Aim of the exercise: Reproduce the stretch of the text on the David Bowie single from "1966 single by" through "by his biographers.", word for word.

Supplied text:
★ ★ ★

Single by David Bowie
- B-side: "Good Morning Girl"
- Released: 1 April 1966
- Recorded: 7 March 1966
- Studio: Pye, London
- Genre: Beat
- Length: 2:32
- Label: Pye
- Songwriter: David Bowie
- Producer: Tony Hatch

David Bowie singles chronology
| "Can't Help Thinking About Me" (1966) | "Do Anything You Say" (1966) | "I Dig Everything" (1966) |

= Do Anything You Say =

1966 single by David Bowie

"Do Anything You Say" is a single by the English musician David Bowie, his first release solely credited to himself. Released by Pye Records on 1 April 1966, it was produced by Tony Hatch and featured contributions from his new backing band, the Buzz. The song failed to chart and has been negatively received by his biographers.

==Overview==
Two weeks after the release of "Can't Help Thinking About Me", David Bowie departed from the Lower Third, mostly due to the insistence of his then-manager Ralph Horton. He quickly assembled a new band from various advertisements in Melody Maker. Nicknamed the Buzz, the band consisted of guitarist John Hutchinson, bassist Derek Fearnley, drummer John Eager and keyboardist Derek Boyes. On 22 February 1966, Bowie and the Buzz demoed a new track, "Do Anything You Say", at London's Regent Sound Studios before properly recording it on 7 March at Marble Arch Studios, three days after performing "Can't Help Thinking About Me" on the ATV programme Ready Steady Go!. Also recorded was the chosen B-side, "Good Morning Girl", another Bowie-penned track. Tony Hatch played piano and produced the session, after doing the same for "Can't Help Thinking About Me".

★ ★ ★

Given information:

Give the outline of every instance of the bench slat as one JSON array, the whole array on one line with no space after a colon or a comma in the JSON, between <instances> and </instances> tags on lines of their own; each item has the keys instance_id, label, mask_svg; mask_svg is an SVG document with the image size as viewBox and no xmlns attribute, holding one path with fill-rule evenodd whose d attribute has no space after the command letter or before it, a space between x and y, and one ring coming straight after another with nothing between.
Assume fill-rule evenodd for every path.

★ ★ ★

Output for this task:
1966 single by David Bowie

"Do Anything You Say" is a single by the English musician David Bowie, his first release solely credited to himself. Released by Pye Records on 1 April 1966, it was produced by Tony Hatch and featured contributions from his new backing band, the Buzz. The song failed to chart and has been negatively received by his biographers.